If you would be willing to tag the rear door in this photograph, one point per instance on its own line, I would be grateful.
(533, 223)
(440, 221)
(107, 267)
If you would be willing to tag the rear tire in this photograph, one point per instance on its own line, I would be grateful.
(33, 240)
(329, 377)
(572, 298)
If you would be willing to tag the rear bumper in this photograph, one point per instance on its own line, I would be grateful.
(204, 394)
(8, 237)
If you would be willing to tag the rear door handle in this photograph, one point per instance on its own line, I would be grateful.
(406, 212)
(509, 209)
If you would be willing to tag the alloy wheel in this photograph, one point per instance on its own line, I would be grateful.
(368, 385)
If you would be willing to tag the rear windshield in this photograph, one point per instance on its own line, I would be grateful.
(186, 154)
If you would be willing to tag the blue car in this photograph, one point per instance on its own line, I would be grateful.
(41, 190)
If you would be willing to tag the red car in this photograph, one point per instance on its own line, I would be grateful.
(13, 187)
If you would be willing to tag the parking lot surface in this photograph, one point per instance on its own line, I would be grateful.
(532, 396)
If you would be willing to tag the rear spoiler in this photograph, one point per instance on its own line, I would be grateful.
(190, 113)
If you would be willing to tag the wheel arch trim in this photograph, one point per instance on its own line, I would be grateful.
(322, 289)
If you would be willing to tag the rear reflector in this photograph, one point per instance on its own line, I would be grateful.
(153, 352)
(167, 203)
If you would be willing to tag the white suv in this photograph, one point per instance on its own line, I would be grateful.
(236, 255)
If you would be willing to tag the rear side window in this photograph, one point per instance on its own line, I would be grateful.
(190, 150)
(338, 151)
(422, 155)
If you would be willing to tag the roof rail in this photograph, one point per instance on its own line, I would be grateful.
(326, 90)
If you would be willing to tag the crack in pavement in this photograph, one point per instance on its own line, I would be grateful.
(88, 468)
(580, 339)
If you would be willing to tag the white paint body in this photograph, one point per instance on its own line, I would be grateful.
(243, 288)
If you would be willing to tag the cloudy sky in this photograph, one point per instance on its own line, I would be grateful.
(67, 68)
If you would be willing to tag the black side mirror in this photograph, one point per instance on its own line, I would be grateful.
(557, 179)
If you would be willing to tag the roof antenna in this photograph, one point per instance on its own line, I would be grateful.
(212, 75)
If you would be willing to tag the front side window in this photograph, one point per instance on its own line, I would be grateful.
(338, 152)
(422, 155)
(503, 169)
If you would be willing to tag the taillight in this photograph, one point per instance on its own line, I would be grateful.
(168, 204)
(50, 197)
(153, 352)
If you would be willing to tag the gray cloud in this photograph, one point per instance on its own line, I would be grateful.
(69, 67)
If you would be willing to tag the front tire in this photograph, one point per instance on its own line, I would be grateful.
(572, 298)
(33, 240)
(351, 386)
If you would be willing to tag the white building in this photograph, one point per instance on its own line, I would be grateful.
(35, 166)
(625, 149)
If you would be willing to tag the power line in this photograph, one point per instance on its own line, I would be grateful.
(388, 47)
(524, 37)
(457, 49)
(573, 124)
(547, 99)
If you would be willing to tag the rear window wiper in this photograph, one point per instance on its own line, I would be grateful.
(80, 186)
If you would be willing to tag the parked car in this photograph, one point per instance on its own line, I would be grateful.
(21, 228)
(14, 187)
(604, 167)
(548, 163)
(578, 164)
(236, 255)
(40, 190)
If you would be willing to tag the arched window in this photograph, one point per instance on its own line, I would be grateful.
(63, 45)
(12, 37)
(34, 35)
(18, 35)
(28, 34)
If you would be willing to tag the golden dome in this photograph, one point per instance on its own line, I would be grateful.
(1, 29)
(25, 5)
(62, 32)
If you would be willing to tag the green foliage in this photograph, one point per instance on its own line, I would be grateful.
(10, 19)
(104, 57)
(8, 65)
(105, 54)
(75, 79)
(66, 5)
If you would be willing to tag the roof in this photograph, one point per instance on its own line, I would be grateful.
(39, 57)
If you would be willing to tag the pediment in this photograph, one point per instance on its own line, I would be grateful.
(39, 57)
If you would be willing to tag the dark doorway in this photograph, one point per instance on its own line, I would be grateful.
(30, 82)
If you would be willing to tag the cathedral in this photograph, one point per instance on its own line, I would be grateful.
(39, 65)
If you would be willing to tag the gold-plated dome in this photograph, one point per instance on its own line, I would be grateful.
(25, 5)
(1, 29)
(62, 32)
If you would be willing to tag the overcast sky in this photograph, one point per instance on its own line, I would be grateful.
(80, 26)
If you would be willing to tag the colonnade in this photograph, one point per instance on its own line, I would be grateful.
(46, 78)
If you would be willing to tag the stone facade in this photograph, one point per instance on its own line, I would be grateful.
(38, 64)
==================================================
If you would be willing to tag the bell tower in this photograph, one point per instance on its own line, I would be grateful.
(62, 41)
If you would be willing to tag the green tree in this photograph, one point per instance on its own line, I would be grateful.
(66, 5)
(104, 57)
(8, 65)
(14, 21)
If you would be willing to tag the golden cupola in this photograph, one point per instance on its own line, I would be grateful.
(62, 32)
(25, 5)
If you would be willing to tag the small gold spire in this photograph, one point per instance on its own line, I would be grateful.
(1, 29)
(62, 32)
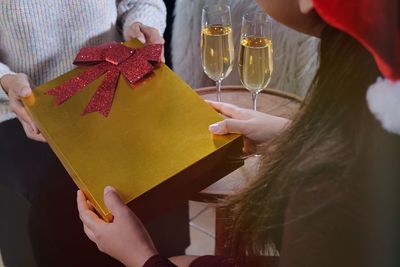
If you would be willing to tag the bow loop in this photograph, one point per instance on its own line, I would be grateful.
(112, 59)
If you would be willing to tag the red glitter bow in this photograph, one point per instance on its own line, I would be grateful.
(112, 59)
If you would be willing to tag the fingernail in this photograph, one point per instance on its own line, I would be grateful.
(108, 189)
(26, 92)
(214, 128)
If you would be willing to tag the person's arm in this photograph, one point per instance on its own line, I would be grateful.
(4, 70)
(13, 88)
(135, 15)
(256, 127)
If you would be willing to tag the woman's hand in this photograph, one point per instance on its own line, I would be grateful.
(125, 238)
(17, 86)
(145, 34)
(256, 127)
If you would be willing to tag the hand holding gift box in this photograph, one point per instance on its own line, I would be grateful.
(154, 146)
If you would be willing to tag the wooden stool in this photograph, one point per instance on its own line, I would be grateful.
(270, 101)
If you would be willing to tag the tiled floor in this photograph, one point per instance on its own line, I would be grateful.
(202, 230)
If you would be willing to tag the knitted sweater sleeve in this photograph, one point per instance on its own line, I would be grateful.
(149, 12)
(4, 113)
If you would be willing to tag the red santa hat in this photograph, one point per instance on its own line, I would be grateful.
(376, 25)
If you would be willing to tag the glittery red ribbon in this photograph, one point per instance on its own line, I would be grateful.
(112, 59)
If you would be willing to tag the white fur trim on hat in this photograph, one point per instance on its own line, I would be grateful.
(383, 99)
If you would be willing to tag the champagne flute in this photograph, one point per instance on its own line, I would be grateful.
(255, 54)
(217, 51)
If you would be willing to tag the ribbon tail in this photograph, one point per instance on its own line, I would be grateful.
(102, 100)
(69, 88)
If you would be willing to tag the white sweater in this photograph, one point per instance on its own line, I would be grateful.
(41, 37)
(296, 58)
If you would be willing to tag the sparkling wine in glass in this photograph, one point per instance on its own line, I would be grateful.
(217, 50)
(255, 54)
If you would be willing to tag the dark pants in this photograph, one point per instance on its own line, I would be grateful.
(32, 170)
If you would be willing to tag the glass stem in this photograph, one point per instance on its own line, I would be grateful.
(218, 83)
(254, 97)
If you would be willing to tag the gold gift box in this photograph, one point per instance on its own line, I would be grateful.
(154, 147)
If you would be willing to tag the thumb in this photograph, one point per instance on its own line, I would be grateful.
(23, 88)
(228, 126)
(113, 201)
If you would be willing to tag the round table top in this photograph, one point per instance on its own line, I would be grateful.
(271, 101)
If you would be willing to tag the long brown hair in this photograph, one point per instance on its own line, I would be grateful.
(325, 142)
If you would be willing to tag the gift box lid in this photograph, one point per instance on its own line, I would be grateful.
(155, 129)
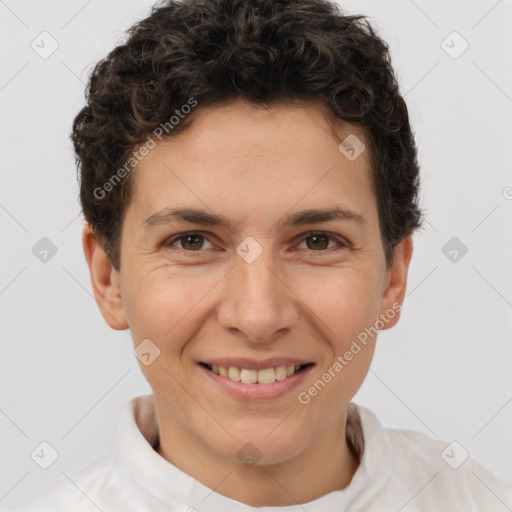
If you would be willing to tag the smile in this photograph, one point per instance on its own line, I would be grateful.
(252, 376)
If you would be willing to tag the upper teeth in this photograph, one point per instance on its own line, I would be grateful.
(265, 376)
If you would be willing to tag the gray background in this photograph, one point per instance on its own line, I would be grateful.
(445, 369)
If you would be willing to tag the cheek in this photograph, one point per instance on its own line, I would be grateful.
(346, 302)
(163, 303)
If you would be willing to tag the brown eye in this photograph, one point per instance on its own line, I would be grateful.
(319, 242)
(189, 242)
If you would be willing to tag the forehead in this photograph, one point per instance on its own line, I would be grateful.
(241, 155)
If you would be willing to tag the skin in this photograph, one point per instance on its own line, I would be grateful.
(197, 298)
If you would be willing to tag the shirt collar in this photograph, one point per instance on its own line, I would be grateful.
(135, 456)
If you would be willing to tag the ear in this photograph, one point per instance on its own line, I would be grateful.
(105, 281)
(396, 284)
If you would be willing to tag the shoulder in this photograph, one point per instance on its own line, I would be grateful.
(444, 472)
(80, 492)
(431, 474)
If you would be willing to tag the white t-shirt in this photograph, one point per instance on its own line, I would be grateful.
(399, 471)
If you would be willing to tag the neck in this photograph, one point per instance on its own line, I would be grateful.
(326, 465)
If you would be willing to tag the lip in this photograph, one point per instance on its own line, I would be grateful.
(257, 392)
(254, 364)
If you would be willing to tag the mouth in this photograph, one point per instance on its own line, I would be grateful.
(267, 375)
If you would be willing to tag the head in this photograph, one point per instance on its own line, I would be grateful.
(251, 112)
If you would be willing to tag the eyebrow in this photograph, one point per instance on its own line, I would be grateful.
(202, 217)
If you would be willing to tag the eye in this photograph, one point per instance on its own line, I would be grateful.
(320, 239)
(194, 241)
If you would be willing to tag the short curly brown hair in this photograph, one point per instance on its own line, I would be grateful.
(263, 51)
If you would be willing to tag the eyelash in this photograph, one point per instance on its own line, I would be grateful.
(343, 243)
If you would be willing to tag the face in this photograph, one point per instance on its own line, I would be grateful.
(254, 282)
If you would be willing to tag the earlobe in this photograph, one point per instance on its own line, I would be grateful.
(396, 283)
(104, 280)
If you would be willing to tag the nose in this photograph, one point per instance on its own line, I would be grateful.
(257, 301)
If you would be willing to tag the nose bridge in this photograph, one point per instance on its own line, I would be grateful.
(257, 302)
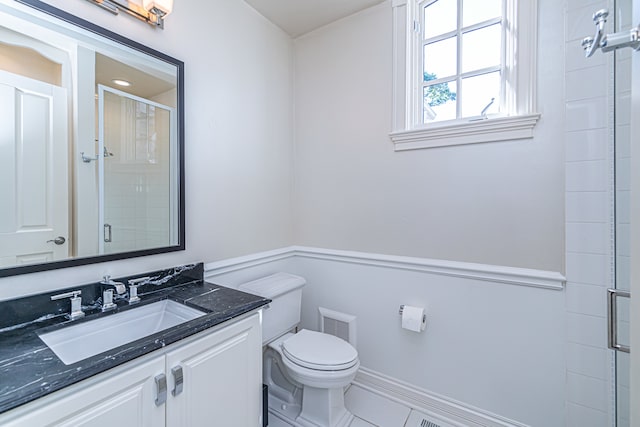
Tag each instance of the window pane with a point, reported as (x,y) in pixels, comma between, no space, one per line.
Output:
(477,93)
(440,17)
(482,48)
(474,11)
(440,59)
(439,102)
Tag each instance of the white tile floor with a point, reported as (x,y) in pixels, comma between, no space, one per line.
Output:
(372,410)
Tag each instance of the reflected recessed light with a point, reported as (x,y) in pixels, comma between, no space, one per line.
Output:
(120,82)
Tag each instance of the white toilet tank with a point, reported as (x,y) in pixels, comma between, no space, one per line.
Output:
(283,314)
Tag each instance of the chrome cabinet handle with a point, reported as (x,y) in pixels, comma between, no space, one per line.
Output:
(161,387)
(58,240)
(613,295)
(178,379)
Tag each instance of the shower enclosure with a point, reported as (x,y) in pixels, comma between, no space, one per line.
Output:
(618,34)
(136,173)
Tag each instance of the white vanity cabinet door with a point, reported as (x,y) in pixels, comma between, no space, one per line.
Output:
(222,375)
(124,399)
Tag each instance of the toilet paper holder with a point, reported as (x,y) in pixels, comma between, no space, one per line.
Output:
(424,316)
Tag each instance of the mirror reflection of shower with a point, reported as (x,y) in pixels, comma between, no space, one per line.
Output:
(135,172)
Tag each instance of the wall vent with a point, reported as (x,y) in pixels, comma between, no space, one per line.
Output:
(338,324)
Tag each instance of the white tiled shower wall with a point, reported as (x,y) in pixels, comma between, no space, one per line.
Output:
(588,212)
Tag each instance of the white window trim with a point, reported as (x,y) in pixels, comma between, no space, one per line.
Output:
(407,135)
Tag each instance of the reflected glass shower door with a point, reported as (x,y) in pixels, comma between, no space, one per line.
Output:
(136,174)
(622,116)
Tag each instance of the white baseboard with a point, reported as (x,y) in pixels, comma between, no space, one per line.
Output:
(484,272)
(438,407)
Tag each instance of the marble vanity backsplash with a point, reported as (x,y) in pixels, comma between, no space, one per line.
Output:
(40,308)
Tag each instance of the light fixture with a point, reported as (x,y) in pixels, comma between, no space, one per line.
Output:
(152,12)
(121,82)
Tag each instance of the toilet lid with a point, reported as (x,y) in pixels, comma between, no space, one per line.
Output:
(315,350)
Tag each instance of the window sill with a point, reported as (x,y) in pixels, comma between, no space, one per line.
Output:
==================================================
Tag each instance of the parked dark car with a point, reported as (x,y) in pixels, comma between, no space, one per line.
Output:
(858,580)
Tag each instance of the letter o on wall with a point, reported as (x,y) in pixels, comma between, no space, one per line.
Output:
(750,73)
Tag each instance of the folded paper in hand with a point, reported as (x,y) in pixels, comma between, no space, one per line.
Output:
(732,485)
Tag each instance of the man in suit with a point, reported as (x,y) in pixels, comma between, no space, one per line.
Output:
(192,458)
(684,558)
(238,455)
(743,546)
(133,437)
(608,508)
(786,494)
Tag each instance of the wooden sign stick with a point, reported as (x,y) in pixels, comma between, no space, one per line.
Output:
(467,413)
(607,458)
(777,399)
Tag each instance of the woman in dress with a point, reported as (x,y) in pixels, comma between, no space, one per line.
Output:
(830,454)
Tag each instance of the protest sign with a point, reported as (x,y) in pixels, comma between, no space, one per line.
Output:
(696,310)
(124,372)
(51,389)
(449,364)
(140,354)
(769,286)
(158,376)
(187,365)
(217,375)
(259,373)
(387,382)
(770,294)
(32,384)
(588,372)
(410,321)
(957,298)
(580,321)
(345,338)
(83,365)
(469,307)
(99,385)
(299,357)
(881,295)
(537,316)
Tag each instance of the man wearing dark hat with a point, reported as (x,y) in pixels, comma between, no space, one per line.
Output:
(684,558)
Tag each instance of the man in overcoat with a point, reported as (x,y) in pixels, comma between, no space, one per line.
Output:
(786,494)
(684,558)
==================================================
## REQUEST
Pick out every line of the data above that contains the string "hair", matching case exactly, and copy each one unchanged.

## TASK RESPONSE
If you would be willing to tag the long brown hair in this photograph, one point per instance on its own line, I would be grateful.
If you would be willing to tag the short curly brown hair in this photograph, one point per instance on its own line, I would be grateful.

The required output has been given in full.